What you will do
Go through the listing below and return each line that includes "prompts".

=== Begin Enclosure ===

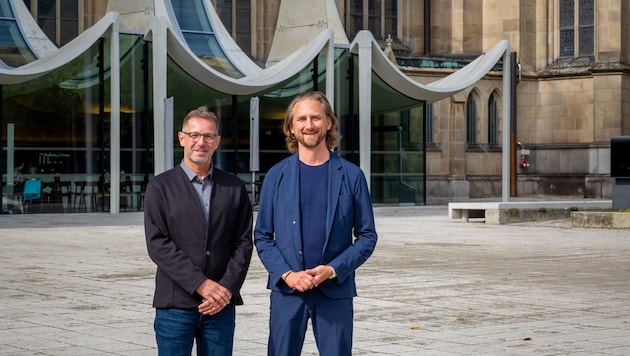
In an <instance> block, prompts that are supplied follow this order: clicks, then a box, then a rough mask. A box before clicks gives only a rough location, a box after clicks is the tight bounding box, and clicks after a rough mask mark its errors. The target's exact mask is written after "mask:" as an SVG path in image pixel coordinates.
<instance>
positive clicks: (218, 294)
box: [197, 279, 232, 315]
mask: <svg viewBox="0 0 630 356" xmlns="http://www.w3.org/2000/svg"><path fill="white" fill-rule="evenodd" d="M197 293H199V295H201V296H202V297H203V301H202V302H201V304H199V306H198V307H197V308H198V309H199V312H200V313H203V314H208V315H214V314H217V313H218V312H220V311H221V310H223V308H225V307H226V306H227V305H228V304H230V299H232V292H230V290H229V289H227V288H225V287H224V286H222V285H220V284H219V283H217V282H215V281H212V280H210V279H206V280H205V281H204V282H203V283H201V285H200V286H199V287H198V288H197Z"/></svg>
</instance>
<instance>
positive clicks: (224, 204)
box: [144, 106, 253, 355]
mask: <svg viewBox="0 0 630 356" xmlns="http://www.w3.org/2000/svg"><path fill="white" fill-rule="evenodd" d="M178 138H179V143H180V145H181V146H182V147H183V148H184V158H183V159H182V162H181V163H180V164H179V165H178V166H176V167H175V168H172V169H170V170H168V171H166V172H164V173H162V174H160V175H158V176H156V177H155V178H153V179H152V180H151V182H150V183H149V184H148V186H147V190H146V195H145V209H144V225H145V234H146V241H147V250H148V253H149V256H150V257H151V259H152V260H153V262H155V264H156V265H157V274H156V278H155V294H154V298H153V306H154V307H155V308H156V314H155V322H154V329H155V334H156V340H157V345H158V352H159V355H190V354H191V352H192V348H193V343H194V341H195V339H196V342H197V354H198V355H231V354H232V350H233V342H234V327H235V310H234V306H235V305H240V304H243V300H242V298H241V295H240V294H239V291H240V288H241V286H242V285H243V282H244V281H245V275H246V273H247V270H248V268H249V263H250V259H251V255H252V248H253V246H252V207H251V203H250V200H249V195H248V193H247V190H246V188H245V183H244V182H243V181H242V180H241V179H239V178H238V177H236V176H234V175H232V174H230V173H227V172H224V171H222V170H220V169H218V168H216V167H215V166H214V165H213V164H212V155H213V153H214V152H215V150H216V149H217V147H218V146H219V143H220V141H221V136H220V135H219V134H218V119H217V117H216V115H215V114H214V113H212V112H210V111H209V110H208V108H207V107H205V106H201V107H199V108H197V109H196V110H193V111H191V112H189V113H188V115H186V117H185V118H184V122H183V124H182V131H181V132H179V133H178Z"/></svg>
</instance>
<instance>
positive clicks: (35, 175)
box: [1, 35, 153, 212]
mask: <svg viewBox="0 0 630 356" xmlns="http://www.w3.org/2000/svg"><path fill="white" fill-rule="evenodd" d="M120 44H121V81H122V84H121V87H122V88H123V89H122V92H121V177H120V178H121V182H123V183H121V187H122V189H124V191H123V192H121V193H122V194H121V196H122V198H121V208H122V209H125V210H137V209H140V201H139V200H140V198H141V197H140V193H141V191H142V190H143V187H144V185H145V184H146V182H147V181H148V179H149V175H150V174H149V172H152V171H153V167H152V165H151V163H150V162H151V157H152V147H153V143H152V142H151V141H152V140H151V135H150V134H149V133H150V132H152V117H151V113H150V101H149V96H148V88H149V83H148V76H147V75H146V73H145V69H144V68H145V67H146V65H144V63H146V62H147V60H148V58H147V55H146V53H148V52H147V50H146V44H145V43H144V42H143V41H142V39H141V36H132V35H122V36H121V38H120ZM108 59H109V43H108V41H107V40H106V39H104V38H103V39H100V40H99V41H98V42H97V43H95V44H94V45H93V46H92V47H91V48H90V49H89V50H88V51H86V52H85V53H83V54H82V55H80V56H79V57H77V58H76V59H75V60H73V61H71V62H69V63H67V64H66V65H64V66H62V67H61V68H59V69H57V70H55V71H53V72H51V73H49V74H47V75H44V76H42V77H40V78H37V79H35V80H31V81H28V82H25V83H21V84H14V85H4V86H2V107H1V108H2V127H3V128H6V127H8V125H9V124H12V125H13V127H14V137H13V138H12V141H13V142H14V148H13V151H12V152H13V161H14V162H15V164H16V166H17V165H20V164H23V168H22V170H21V172H20V175H21V176H23V177H24V178H27V179H37V180H41V183H42V192H41V193H42V194H41V198H40V201H39V202H38V203H39V204H38V207H37V208H36V209H33V211H41V212H85V211H108V210H109V206H108V203H109V195H110V192H109V179H110V175H109V172H108V169H109V167H110V160H109V158H110V151H109V147H110V124H111V122H110V110H109V102H110V78H109V72H110V70H109V60H108ZM7 131H8V130H7ZM7 135H8V132H5V134H4V135H3V138H2V147H3V151H2V154H3V159H2V161H3V162H7V160H8V157H7V153H8V152H9V150H8V147H7V145H8V141H9V137H7ZM2 171H3V173H4V174H5V175H4V176H3V185H4V184H6V173H7V169H6V167H4V166H3V167H2ZM19 188H20V187H19V186H16V191H15V193H17V194H18V195H19V193H20V191H19ZM123 198H124V199H123Z"/></svg>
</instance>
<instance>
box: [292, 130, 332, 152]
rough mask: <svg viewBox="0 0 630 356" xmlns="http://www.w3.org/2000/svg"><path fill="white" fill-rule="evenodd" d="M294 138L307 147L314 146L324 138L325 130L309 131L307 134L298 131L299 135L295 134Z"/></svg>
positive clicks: (307, 147) (316, 146)
mask: <svg viewBox="0 0 630 356" xmlns="http://www.w3.org/2000/svg"><path fill="white" fill-rule="evenodd" d="M295 139H296V140H297V141H298V143H299V144H300V145H302V146H304V147H307V148H315V147H317V146H319V145H320V144H321V143H322V141H325V140H326V132H324V133H322V132H321V131H317V132H309V133H308V135H305V134H304V133H303V132H300V134H299V135H297V136H295Z"/></svg>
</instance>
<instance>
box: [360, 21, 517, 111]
mask: <svg viewBox="0 0 630 356" xmlns="http://www.w3.org/2000/svg"><path fill="white" fill-rule="evenodd" d="M358 47H371V52H372V70H373V71H374V73H376V74H377V75H378V76H379V77H380V78H381V79H382V80H383V81H385V82H386V83H387V84H388V85H390V86H391V87H392V88H394V89H395V90H397V91H398V92H400V93H404V94H405V95H408V96H410V97H412V98H414V99H417V100H424V101H427V102H434V101H438V100H440V99H444V98H447V97H449V96H451V95H453V94H455V93H457V92H459V91H461V90H463V89H466V88H468V87H469V86H471V85H473V84H475V83H476V82H478V81H479V80H480V79H481V78H483V77H484V76H485V75H486V74H488V72H489V71H490V70H492V68H493V67H494V66H495V64H496V63H497V62H498V61H499V60H500V59H501V58H502V56H503V54H504V53H505V51H506V50H507V49H508V48H509V41H506V40H503V41H501V42H499V43H498V44H497V45H496V46H495V47H494V48H492V49H491V50H490V51H488V52H487V53H485V54H482V55H480V56H479V57H477V58H476V59H475V60H474V61H472V62H470V63H469V64H467V65H466V66H465V67H464V68H462V69H460V70H457V71H456V72H454V73H452V74H450V75H448V76H446V77H444V78H442V79H439V80H436V81H435V82H432V83H430V84H422V83H420V82H417V81H415V80H413V79H411V78H409V77H408V76H407V75H405V74H404V73H403V72H402V71H400V69H398V67H397V66H396V65H394V64H393V63H392V62H391V61H390V60H389V59H387V57H386V56H385V54H384V52H383V51H382V50H381V48H380V46H379V45H378V43H377V42H376V40H375V39H374V36H372V33H370V32H369V31H360V32H359V33H358V34H357V36H356V38H355V39H354V41H353V42H352V44H351V45H350V49H351V51H353V52H354V53H357V51H358Z"/></svg>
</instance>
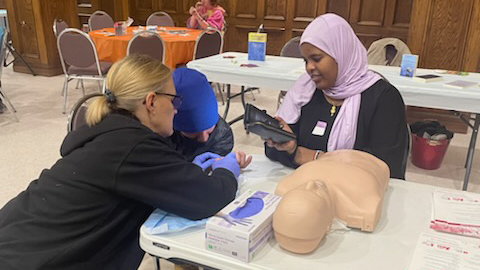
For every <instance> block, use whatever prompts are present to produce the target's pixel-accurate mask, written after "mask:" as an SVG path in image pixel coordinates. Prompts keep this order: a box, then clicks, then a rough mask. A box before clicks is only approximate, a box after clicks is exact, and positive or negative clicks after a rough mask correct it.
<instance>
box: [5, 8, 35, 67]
mask: <svg viewBox="0 0 480 270" xmlns="http://www.w3.org/2000/svg"><path fill="white" fill-rule="evenodd" d="M13 4H14V6H13V7H14V9H15V13H14V15H13V14H12V15H13V16H14V18H12V19H10V25H12V23H13V24H14V28H15V29H16V30H17V33H18V35H17V40H16V42H14V43H15V44H14V46H15V49H16V50H17V52H18V53H20V54H21V55H22V56H24V57H28V58H33V59H40V53H39V50H38V40H37V31H36V27H35V17H34V11H33V3H32V0H16V1H13ZM10 14H11V13H10V12H9V13H8V16H10Z"/></svg>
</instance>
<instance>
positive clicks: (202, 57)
mask: <svg viewBox="0 0 480 270" xmlns="http://www.w3.org/2000/svg"><path fill="white" fill-rule="evenodd" d="M222 50H223V34H222V33H221V32H220V31H218V30H217V29H215V28H207V29H206V30H204V31H203V32H202V33H201V34H200V35H199V36H198V37H197V39H196V40H195V49H194V51H193V60H196V59H201V58H205V57H209V56H212V55H216V54H219V53H221V52H222ZM216 85H217V92H218V94H219V95H220V97H221V98H222V105H223V104H225V100H224V98H223V94H222V90H221V86H220V84H219V83H217V84H216Z"/></svg>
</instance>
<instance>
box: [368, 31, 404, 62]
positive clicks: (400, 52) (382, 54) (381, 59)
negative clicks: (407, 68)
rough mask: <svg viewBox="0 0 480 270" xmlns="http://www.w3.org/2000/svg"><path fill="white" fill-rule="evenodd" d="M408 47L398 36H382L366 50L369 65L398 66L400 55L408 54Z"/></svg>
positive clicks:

=== End Enclosure ===

Response to this exercise
In an <instance> block, prompts that are supplied follow this order: clicks, then a box, then a rough mask. A box before clicks gives only a rough location, a box after clicks is the tight bounding box, and clicks after a rough mask mark its errors. The target's exact mask is written after "mask:" as an SVG path in image pixel coordinates.
For every <instance> block, use whatever prompts are present to produce the target's pixel-accurate mask, written after "mask:" as an SVG path in image pixel coordinates. Prompts keep this order: a box, then clicks, then a rough mask. A box before clicks is only approximate, a box after clicks is exact, and positive or negative clicks after a rough mask correct it.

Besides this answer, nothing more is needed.